═════ Data lines ═════
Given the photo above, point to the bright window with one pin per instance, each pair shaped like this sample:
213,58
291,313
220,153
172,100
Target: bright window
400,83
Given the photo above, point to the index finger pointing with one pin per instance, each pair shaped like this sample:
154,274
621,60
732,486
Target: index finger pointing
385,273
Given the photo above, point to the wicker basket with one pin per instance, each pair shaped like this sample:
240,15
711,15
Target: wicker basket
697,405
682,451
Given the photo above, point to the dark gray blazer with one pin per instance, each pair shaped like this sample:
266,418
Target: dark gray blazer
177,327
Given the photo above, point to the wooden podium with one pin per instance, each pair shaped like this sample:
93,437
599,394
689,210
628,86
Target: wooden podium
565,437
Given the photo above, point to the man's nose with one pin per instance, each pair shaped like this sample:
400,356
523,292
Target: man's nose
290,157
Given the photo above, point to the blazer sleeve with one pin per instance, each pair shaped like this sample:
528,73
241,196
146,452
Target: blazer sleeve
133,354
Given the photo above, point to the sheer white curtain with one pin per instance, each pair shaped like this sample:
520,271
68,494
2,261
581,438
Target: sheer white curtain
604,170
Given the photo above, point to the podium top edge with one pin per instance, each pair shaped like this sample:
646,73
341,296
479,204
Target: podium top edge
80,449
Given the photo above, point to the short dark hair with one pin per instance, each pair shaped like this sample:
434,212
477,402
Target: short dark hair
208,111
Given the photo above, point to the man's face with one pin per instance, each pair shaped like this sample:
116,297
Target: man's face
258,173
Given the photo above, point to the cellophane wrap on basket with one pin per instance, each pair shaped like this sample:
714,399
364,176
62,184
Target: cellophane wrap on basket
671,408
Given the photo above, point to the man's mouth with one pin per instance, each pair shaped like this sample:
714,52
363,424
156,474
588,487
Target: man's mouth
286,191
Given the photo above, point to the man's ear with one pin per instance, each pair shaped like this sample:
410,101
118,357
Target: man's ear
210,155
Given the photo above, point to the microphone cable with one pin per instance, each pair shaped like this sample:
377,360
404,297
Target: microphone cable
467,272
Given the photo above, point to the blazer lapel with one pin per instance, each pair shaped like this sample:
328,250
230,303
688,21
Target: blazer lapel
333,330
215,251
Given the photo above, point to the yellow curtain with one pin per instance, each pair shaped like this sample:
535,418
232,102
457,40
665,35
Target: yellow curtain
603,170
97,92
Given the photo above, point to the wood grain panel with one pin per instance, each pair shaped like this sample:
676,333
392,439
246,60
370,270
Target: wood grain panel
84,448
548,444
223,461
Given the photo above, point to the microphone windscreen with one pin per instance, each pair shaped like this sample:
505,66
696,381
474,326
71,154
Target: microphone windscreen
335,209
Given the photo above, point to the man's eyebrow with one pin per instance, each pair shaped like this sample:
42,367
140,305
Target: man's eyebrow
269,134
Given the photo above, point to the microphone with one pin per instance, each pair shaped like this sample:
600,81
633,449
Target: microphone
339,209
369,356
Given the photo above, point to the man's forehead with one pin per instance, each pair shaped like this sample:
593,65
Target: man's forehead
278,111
═════
What to produce –
Put every line of the records above into a Markdown table with the columns Row and Record line. Number the rows in order and skip any blank lines.

Solution for this problem –
| Row | Record line |
|---|---|
| 1 | Given the photo above, point to the bright window with one pin per instance, each pair shaped like this sample: |
| 2 | 213,58 |
| 3 | 291,313 |
| 4 | 220,153 |
| 5 | 172,100 |
| 6 | Target: bright window |
| 7 | 400,83 |
| 8 | Given the photo above, point to the index finger pointing with one pin per instance, each pair shaped like this sample: |
| 9 | 154,274 |
| 10 | 621,60 |
| 11 | 732,486 |
| 12 | Target: index finger pointing |
| 13 | 385,273 |
| 14 | Given the photo above, point to the wicker basket with one pin per instance, each pair shaped like this sample: |
| 15 | 240,15 |
| 16 | 711,15 |
| 17 | Target: wicker basket |
| 18 | 697,405 |
| 19 | 682,451 |
| 20 | Given the photo above, point to the dark gray blazer with one pin per instance, each pair shaped like this sample: |
| 21 | 266,418 |
| 22 | Target: dark gray blazer |
| 23 | 177,327 |
| 24 | Given the photo above, point to the wooden podium with one pin per instance, each pair shaped like this sample: |
| 25 | 93,437 |
| 26 | 599,394 |
| 27 | 689,210 |
| 28 | 628,86 |
| 29 | Target: wooden podium |
| 30 | 565,437 |
| 31 | Given the photo above, point to the man's nose with one pin per instance, each pair shaped like this sample: |
| 32 | 400,356 |
| 33 | 523,292 |
| 34 | Target: man's nose |
| 35 | 290,157 |
| 36 | Given the photo above, point to the blazer sleeve with one pin per instance, each pair shaped like this sample: |
| 37 | 528,73 |
| 38 | 241,196 |
| 39 | 146,452 |
| 40 | Target: blazer sleeve |
| 41 | 133,354 |
| 42 | Given the photo above, point to the sheer white curtain with one pin per instance, each pair shaped like this sample: |
| 43 | 520,271 |
| 44 | 68,494 |
| 45 | 2,261 |
| 46 | 581,438 |
| 47 | Target: sheer white curtain |
| 48 | 604,170 |
| 49 | Given the photo above, point to the podium top edge with one pin per instance, each pair shaped like this sample: |
| 50 | 646,73 |
| 51 | 341,296 |
| 52 | 479,204 |
| 53 | Target: podium top edge |
| 54 | 80,449 |
| 55 | Given the photo above, point to the short dark hair with one pin per instance, each pair shaped like this sample: |
| 56 | 434,212 |
| 57 | 477,402 |
| 58 | Target: short dark hair |
| 59 | 208,111 |
| 60 | Given the photo above, point to the man's face with one pin per instance, each pair shaped like this sample: |
| 61 | 116,297 |
| 62 | Target: man's face |
| 63 | 258,173 |
| 64 | Given the photo above, point to the cellophane wrap on basket with one pin per instance, each pair shaped like this sample: |
| 65 | 714,399 |
| 66 | 364,176 |
| 67 | 62,184 |
| 68 | Target: cellophane wrap on basket |
| 69 | 671,408 |
| 70 | Given the photo above, point to the man's mouth with one pin per instance, each pair shaped like this sample: |
| 71 | 714,52 |
| 72 | 363,424 |
| 73 | 156,474 |
| 74 | 588,487 |
| 75 | Target: man's mouth |
| 76 | 286,191 |
| 77 | Given the photo above, point to the man's ear with one pin per instance, each pair shaped like this sample: |
| 78 | 410,101 |
| 79 | 118,357 |
| 80 | Target: man's ear |
| 81 | 210,155 |
| 82 | Given the photo above, point to the microphone cable with one pin per instance, each pair shaped like this sample: |
| 83 | 377,360 |
| 84 | 404,297 |
| 85 | Target: microphone cable |
| 86 | 467,272 |
| 87 | Given the photo above, point to the blazer lapel with one pin per instance, each pair shaped like this sample: |
| 88 | 328,250 |
| 89 | 230,303 |
| 90 | 688,21 |
| 91 | Target: blazer lapel |
| 92 | 333,330 |
| 93 | 215,251 |
| 94 | Given the photo above, point to the yellow curtain with one pin per instance, each pair shaped like this sample: |
| 95 | 535,418 |
| 96 | 232,102 |
| 97 | 457,40 |
| 98 | 665,35 |
| 99 | Target: yellow curtain |
| 100 | 603,170 |
| 101 | 97,92 |
| 102 | Given the photo above, point to the wood grain panel with one pin per instance, each pair shaped like this sample: |
| 103 | 676,333 |
| 104 | 392,439 |
| 105 | 246,60 |
| 106 | 370,270 |
| 107 | Target: wood grain panel |
| 108 | 84,448 |
| 109 | 548,444 |
| 110 | 223,461 |
| 111 | Given the photo above, point to the microphone windscreen with one pin per instance, each pair shaped like this sample: |
| 112 | 505,66 |
| 113 | 696,381 |
| 114 | 474,326 |
| 115 | 71,154 |
| 116 | Target: microphone windscreen |
| 117 | 335,209 |
| 118 | Given the photo above, point to the man's eyebrow with one pin per instance, each pair shaped like this sample: |
| 119 | 42,367 |
| 120 | 140,305 |
| 121 | Target: man's eyebrow |
| 122 | 269,134 |
| 123 | Given the photo above, point to the microphone with one pin per instance, each pair shaped like this sample: |
| 124 | 600,81 |
| 125 | 633,449 |
| 126 | Target: microphone |
| 127 | 339,209 |
| 128 | 369,356 |
| 129 | Given the photo above, point to the man's forehead with one pin per instance, each pair shaped like this sample: |
| 130 | 593,65 |
| 131 | Target: man's forehead |
| 132 | 278,111 |